EXERCISE INSTRUCTIONS - In the article below on Ghana's 2021 budget, what does Charles Adu-Boahen say the budget is anchored on?

PAGE EXCERPT -

The President’s Representative at the Finance Ministry, Charles Adu-Boahen says the 2021 budget which was presented to Parliament on Friday is anchored on debt sustainability.
Speaking on JoyNews’ The Probe Sunday, Mr Adu-Boahen indicated that government lost a huge amount in revenue mobilisation made additional expenditure due to some of the interventions it implemented to cushion Ghanaians amidst the Covid-19 pandemic
Thus, the government’s decision to use an immense portion of the revenue that is expected to be generated this year on settling debt before the country is caught in a debt trap.
“This is the first year that interest expense or payment will exceed compensation as the single largest item on the budget. In fact out of the 70 billion domestic revenue about 35 billion is for interest payment; so that is exactly 50 per cent. About 30 billion is on compensation so if you add the two that is 65 billion and that eats up your whole 70 billion in domestic revenue.”
The former deputy Minister told host Emefa Apawu that the global health crisis cost Ghana an amount of ₵25 billion, therefore, government had to resort to borrowing which has also raised the country’s debt to GDP.
“Covid-19 created a 25 billion financial gap between a shortfall in revenues and additional expenditure. So in order to fill the gap, we had to revise our deficit and take it up from 4.8 to 11.4 so we ended up borrowing a lot more than anticipated so by the end of the year we had a debt to GDP of about 76.1%.
“The 76.1% debt to GDP on its own is not scary. I think South Africa was projecting about 88% the UK just came out with theirs and they were about 97 or 98% in terms of where their debt to GDP. So everybody was getting highly leveraged because of the Covid-19 pandemic so it wasn’t unique,” he stated.
“What was scarier in our case was that we will get into a debt trap where you borrow to pay your debt. So our ability to service debt is what was challenging so we realized that we needed to anchor on debt sustainability.”
The President Representative further debunked assertions that government is shifting the burden on the ordinary Ghanaian.
In his view, Ghana’s GDP debt is a shared burden and urged all and sundry must support government as its gears the country towards a post Covid-19 recovery.
“I don’t think these [new] taxes are really hitting the poor. They are not income taxes, they are consumption taxes. Somehow we have to find a way to share the burden.
“We can’t borrow anymore, we have borrowed to the hilt so we have took at the revenue side of the equation that is why we are looking at some tax measures and we have really thought through this so that the burden is not so much that we cannot share [as a people],” he said.

THE DATA -
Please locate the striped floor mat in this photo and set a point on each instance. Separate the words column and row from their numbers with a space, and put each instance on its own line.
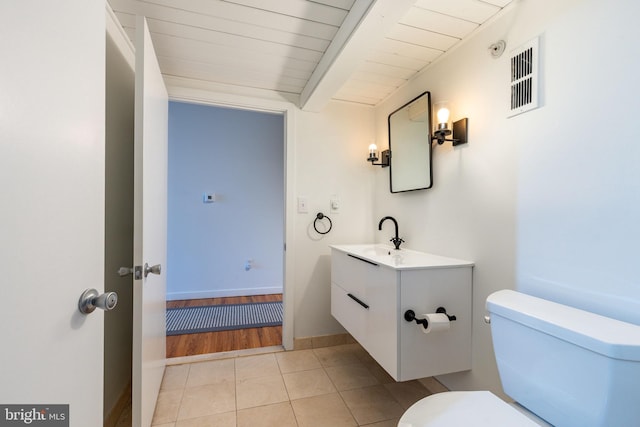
column 193, row 320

TASK SOLUTION - Debt sustainability.